§ EXERCISE OBJECTIVE:
Locate each line in the records below that contains the string "truck", treating case as significant, and copy every such line in full.

+ + + + +

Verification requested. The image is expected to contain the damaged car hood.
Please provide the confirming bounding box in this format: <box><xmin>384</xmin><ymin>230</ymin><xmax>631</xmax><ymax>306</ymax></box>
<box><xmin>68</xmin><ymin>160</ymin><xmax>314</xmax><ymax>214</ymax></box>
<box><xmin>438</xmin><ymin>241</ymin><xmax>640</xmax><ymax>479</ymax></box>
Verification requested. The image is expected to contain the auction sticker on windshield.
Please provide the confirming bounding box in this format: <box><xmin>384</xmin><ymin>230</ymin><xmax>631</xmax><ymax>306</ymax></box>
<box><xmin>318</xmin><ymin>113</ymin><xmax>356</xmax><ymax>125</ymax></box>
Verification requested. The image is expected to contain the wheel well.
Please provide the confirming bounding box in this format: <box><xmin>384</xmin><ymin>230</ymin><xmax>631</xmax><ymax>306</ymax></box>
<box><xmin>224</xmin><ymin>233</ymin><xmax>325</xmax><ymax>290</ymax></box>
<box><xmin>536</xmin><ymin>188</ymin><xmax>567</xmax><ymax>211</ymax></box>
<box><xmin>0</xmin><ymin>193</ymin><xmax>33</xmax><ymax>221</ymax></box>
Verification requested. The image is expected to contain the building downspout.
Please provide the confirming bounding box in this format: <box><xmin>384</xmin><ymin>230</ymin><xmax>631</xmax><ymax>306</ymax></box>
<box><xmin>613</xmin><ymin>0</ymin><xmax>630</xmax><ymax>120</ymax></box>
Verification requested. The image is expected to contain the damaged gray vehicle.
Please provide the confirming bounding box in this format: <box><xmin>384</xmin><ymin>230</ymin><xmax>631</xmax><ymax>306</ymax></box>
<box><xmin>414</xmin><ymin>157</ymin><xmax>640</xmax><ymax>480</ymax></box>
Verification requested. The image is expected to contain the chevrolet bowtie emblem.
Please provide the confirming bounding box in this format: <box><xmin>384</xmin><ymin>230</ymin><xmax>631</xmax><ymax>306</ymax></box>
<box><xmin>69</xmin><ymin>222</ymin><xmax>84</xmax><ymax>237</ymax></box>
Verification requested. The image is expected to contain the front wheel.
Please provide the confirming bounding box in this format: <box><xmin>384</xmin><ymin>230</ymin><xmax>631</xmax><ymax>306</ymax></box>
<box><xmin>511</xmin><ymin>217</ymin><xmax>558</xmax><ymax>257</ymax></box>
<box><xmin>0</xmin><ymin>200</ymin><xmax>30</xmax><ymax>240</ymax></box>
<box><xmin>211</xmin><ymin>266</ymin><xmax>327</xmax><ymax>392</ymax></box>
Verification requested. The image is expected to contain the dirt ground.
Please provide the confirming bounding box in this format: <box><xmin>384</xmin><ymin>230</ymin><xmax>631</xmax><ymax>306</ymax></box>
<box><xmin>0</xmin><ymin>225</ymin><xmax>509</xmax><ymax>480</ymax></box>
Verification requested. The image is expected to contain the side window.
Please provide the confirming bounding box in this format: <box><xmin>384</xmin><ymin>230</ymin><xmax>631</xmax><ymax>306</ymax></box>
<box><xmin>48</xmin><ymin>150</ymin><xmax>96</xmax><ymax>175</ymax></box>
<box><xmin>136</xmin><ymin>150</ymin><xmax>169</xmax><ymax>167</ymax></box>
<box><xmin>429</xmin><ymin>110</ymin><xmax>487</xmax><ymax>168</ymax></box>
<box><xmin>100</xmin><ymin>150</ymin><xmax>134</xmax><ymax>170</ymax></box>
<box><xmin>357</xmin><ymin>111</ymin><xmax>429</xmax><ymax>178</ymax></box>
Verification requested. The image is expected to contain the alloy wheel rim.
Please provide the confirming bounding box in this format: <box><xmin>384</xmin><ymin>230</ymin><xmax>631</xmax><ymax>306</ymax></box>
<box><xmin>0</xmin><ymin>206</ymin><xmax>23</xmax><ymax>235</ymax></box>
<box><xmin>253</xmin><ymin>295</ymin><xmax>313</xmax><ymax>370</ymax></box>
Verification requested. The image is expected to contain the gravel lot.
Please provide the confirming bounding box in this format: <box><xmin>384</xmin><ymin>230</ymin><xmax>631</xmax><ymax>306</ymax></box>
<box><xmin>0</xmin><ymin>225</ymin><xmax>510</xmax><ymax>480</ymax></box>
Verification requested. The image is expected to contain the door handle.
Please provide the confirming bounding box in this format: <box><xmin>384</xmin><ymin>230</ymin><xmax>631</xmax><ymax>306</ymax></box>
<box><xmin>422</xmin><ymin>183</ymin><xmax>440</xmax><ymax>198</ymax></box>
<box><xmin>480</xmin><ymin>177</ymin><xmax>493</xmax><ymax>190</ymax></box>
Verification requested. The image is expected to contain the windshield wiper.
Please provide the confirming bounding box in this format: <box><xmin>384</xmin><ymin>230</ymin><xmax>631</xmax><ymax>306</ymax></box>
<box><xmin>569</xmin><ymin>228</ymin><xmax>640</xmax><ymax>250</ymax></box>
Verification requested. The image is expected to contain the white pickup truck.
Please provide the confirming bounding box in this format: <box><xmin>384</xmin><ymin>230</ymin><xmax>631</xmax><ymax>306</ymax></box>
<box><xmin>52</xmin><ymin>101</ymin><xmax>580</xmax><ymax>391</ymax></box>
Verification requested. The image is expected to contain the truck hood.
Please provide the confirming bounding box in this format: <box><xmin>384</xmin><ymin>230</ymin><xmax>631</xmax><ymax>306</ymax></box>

+ + + + +

§ RESULT OF THIS TASK:
Verification requested. The image is expected to contain the white pickup truck.
Verification requested. The image is expected to contain the truck hood.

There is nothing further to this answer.